-- Begin --
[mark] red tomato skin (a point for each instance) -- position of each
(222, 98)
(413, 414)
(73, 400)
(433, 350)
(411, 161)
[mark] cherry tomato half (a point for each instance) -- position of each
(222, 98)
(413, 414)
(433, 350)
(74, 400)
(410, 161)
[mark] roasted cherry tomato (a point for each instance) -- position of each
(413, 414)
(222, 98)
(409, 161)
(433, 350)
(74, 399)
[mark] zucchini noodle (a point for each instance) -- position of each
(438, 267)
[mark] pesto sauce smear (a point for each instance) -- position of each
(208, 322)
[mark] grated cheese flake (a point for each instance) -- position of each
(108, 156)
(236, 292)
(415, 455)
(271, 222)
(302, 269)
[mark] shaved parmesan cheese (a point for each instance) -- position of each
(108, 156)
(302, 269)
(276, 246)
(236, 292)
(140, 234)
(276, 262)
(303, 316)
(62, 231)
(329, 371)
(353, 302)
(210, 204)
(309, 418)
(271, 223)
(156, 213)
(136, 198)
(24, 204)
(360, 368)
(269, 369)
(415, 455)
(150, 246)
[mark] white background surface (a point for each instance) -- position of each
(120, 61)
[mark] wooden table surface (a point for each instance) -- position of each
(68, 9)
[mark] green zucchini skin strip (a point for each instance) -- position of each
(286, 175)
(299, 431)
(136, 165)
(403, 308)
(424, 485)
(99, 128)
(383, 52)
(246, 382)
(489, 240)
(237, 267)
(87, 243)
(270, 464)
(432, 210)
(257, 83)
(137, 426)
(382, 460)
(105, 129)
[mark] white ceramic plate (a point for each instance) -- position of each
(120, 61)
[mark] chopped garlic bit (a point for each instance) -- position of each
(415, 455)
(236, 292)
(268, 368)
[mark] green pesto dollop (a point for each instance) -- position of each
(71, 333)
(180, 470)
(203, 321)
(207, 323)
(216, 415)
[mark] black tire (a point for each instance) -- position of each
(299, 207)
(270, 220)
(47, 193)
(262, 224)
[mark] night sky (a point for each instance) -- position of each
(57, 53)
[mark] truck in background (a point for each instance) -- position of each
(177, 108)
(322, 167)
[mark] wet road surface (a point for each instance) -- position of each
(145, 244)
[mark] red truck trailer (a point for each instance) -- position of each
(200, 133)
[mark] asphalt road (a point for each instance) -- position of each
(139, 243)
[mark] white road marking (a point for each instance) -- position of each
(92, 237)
-- End --
Repeat every line of the data, exactly and in full.

[mark] red tomato skin (a point for each instance) -- position of each
(222, 98)
(413, 414)
(73, 400)
(433, 350)
(411, 161)
[mark] cherry tomato half (a point for each instance) -- position of each
(222, 98)
(413, 414)
(433, 350)
(74, 400)
(410, 161)
[mark] roasted cherry tomato (a point for each instance) -- position of each
(413, 414)
(222, 98)
(409, 161)
(433, 350)
(74, 399)
[mark] zucchini noodle (a point for each instance) -- position of each
(438, 267)
[mark] pesto sauce smear (a point for each instance) -- position of each
(208, 322)
[mark] grated cheese flake (a point for each instance) -- position of each
(108, 156)
(236, 292)
(415, 455)
(271, 222)
(302, 269)
[mark] shaved parmesan cheese (a point for each instance) -- position of each
(108, 156)
(302, 269)
(276, 246)
(236, 292)
(140, 234)
(276, 262)
(303, 316)
(62, 231)
(329, 371)
(353, 302)
(210, 204)
(309, 418)
(271, 223)
(156, 213)
(136, 198)
(24, 204)
(360, 368)
(269, 369)
(415, 455)
(150, 246)
[mark] white background surface (a point for each instance) -- position of each
(120, 61)
[mark] wooden table surface (a point for each instance) -- position of each
(68, 9)
[mark] green zucchini skin strip (a point for each instance) -- position of each
(286, 175)
(299, 431)
(136, 165)
(403, 308)
(424, 485)
(99, 128)
(383, 52)
(246, 382)
(489, 240)
(237, 267)
(87, 243)
(270, 464)
(432, 210)
(257, 83)
(137, 426)
(382, 460)
(105, 129)
[mark] white ceramic plate (a point for each instance) -- position of each
(120, 61)
[mark] chopped garlic bit (a point for each instance) -- position of each
(415, 455)
(236, 292)
(268, 368)
[mark] green pesto dollop (a point for each instance) -- position of each
(71, 333)
(180, 470)
(203, 321)
(207, 323)
(216, 415)
[mark] black tire (a point for each instance) -- position of each
(299, 207)
(270, 220)
(47, 193)
(262, 224)
[mark] night sky (a point for each instance) -- position of each
(57, 53)
[mark] truck in background (a point for each instance) -- position of each
(177, 108)
(322, 167)
[mark] wet road surface (a point for each instance) -- position of each
(145, 244)
[mark] red truck trailer (a point for each instance) -- position of each
(200, 133)
[mark] asphalt road (a point for each instance) -- position of each
(139, 243)
[mark] white road marking (a point for each instance) -- position of each
(92, 237)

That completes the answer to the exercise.